---- Input for this task
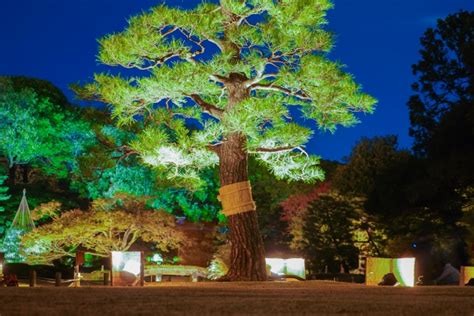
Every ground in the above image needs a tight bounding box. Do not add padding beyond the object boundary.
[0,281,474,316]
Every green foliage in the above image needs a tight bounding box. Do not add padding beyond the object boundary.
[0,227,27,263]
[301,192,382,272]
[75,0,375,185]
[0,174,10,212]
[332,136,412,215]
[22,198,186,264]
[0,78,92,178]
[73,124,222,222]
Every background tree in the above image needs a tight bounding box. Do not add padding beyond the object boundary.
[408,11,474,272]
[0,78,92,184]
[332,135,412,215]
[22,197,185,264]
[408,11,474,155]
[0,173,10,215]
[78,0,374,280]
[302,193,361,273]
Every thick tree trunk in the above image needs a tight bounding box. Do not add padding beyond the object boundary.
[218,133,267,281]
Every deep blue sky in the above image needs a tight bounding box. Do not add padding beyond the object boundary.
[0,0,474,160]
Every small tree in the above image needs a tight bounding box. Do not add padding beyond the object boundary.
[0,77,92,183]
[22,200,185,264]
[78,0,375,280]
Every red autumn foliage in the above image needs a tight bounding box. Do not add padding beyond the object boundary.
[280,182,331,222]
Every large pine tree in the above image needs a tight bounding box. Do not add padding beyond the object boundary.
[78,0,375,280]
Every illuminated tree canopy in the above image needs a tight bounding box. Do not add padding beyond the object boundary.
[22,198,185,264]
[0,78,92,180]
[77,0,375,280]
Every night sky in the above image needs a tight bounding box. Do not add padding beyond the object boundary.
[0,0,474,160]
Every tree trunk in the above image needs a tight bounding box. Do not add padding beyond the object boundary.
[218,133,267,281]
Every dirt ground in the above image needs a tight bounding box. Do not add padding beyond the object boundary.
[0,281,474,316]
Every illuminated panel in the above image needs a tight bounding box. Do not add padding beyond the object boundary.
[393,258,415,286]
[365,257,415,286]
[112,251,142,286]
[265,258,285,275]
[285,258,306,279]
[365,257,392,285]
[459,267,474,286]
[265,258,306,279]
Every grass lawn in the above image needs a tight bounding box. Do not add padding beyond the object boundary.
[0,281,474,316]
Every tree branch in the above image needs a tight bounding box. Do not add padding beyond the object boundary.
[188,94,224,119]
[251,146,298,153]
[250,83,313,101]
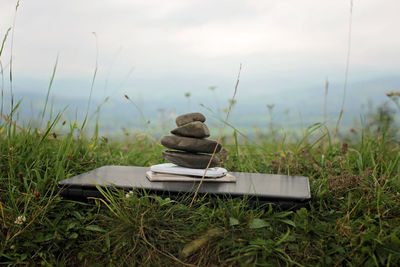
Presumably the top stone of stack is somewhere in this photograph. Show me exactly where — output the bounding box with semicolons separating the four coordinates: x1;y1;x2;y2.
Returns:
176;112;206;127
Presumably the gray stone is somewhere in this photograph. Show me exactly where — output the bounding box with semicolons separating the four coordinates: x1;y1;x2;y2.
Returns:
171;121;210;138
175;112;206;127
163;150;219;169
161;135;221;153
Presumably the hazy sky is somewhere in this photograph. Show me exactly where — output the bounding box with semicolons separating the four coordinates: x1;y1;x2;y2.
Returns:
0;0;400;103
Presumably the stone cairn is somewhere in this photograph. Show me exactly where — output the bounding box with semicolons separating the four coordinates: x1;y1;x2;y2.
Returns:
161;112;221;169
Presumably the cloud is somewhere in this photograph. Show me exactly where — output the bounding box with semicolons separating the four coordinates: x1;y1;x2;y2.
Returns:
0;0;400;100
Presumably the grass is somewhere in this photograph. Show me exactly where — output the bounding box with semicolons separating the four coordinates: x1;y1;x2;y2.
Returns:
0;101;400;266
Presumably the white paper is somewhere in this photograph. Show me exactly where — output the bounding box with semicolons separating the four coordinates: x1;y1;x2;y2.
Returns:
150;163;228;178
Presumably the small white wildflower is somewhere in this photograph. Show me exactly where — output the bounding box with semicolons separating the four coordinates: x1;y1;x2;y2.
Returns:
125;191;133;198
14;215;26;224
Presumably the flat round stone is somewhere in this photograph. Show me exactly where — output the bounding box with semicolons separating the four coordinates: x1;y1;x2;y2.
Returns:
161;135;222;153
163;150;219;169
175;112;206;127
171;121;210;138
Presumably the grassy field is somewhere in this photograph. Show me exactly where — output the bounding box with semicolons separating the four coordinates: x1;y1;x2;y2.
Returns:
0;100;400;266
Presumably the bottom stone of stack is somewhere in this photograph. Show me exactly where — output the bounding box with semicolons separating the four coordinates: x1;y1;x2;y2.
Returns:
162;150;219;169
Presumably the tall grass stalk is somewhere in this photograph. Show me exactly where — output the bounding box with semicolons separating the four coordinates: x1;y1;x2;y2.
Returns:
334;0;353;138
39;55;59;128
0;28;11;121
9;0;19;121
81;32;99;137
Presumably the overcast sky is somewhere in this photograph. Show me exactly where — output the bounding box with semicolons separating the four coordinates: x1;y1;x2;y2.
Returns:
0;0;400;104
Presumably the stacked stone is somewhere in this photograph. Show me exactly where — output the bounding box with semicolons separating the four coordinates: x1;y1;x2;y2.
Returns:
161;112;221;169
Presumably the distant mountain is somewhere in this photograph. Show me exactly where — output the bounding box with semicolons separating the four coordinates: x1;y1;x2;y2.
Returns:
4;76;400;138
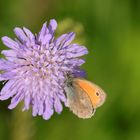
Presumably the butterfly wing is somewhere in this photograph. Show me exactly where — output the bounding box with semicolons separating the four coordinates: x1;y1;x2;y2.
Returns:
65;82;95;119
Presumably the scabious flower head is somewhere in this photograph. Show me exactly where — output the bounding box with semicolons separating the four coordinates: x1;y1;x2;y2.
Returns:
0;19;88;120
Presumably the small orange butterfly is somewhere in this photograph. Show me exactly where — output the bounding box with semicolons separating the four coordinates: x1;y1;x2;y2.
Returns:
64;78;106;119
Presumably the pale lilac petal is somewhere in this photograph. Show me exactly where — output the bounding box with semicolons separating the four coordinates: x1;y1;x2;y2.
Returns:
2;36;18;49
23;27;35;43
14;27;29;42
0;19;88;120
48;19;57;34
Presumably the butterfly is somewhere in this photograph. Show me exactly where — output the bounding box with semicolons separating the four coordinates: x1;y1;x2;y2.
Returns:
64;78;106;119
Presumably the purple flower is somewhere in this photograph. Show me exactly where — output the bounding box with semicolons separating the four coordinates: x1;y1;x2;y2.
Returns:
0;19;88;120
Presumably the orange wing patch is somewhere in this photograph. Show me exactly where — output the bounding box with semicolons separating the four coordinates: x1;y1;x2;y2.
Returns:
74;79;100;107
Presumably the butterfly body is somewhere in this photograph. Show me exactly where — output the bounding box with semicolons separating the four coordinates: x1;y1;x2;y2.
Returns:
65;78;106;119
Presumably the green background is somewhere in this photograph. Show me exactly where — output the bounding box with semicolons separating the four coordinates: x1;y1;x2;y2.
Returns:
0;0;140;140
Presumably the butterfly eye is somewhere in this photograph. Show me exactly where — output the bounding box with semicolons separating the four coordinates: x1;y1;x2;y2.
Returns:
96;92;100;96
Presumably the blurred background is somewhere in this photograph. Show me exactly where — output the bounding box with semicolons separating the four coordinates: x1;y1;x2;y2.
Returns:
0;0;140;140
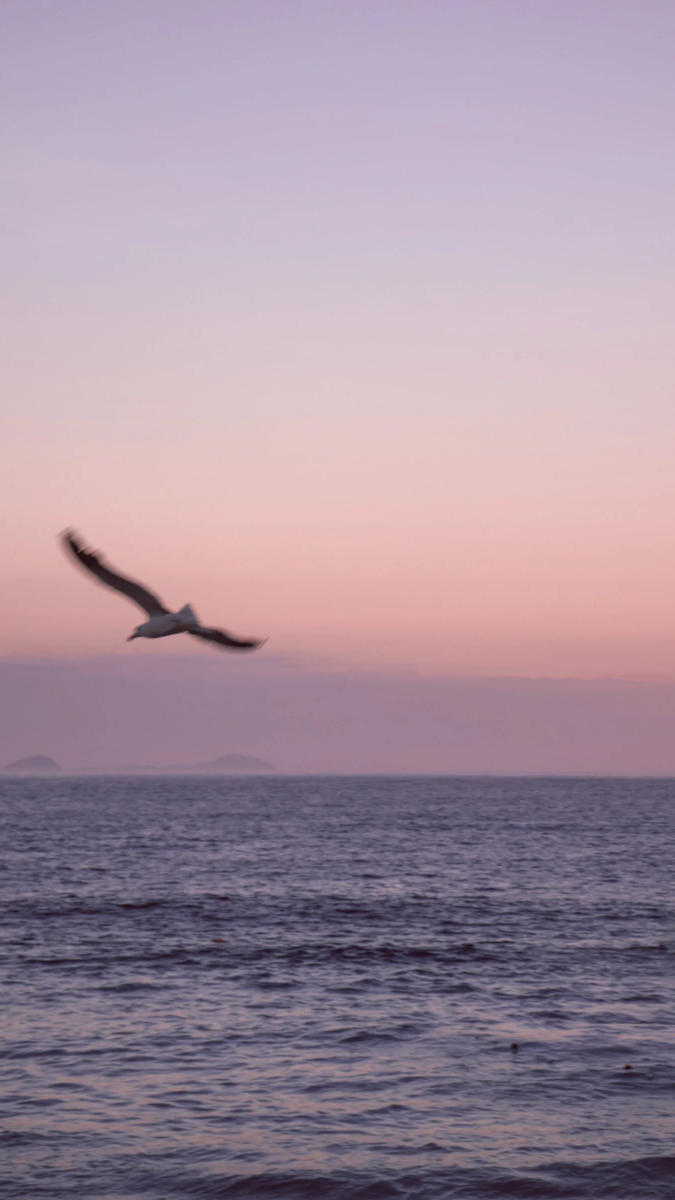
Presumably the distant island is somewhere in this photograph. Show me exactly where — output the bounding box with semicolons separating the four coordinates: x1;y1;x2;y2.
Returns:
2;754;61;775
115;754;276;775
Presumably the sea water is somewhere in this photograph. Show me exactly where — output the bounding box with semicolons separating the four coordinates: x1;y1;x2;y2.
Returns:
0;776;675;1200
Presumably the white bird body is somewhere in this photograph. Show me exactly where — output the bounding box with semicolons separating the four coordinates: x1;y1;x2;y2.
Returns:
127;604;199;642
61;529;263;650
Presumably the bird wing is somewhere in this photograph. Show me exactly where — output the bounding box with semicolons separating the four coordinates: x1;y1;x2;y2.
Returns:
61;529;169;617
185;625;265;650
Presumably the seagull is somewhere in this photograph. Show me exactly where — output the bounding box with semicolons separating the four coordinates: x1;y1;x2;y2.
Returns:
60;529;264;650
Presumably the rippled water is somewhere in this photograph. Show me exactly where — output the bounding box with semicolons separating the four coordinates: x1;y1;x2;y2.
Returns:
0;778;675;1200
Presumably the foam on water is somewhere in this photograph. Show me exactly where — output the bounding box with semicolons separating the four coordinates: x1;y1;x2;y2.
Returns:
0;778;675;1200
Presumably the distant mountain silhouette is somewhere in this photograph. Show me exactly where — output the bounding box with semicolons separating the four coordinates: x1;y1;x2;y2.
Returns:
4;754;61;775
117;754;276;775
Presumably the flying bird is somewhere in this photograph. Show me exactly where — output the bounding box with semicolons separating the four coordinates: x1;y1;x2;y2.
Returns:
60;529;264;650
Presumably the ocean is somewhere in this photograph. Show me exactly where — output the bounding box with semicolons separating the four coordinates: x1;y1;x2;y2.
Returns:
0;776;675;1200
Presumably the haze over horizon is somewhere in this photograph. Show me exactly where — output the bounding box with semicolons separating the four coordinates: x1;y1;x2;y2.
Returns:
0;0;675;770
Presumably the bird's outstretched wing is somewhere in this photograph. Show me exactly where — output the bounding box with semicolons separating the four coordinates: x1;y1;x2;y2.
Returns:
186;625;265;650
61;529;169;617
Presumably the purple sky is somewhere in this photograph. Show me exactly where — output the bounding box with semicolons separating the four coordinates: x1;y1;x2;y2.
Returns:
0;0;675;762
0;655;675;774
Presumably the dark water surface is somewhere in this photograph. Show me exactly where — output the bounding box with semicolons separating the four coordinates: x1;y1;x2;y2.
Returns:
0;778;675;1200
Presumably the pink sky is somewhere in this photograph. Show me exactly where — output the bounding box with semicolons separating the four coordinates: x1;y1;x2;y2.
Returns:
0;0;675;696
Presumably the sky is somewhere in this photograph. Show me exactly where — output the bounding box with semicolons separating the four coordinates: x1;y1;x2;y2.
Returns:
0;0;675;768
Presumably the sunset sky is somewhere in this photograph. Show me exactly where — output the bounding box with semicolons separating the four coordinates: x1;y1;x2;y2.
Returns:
--------
Please gather every line from the items above that contains the word "mountain", and copy each one in full.

Presumably the distant mountain is somewhere in this photograph. Show me exactly where — output the bounding box with semicolons separating the four coordinates: x1;y1;x2;y2.
Presumably the distant mountain silhouette is somewhere in this photograph. Show me exactly where — output the bounding box with semicolons separating the four coordinates: x1;y1;x2;y2.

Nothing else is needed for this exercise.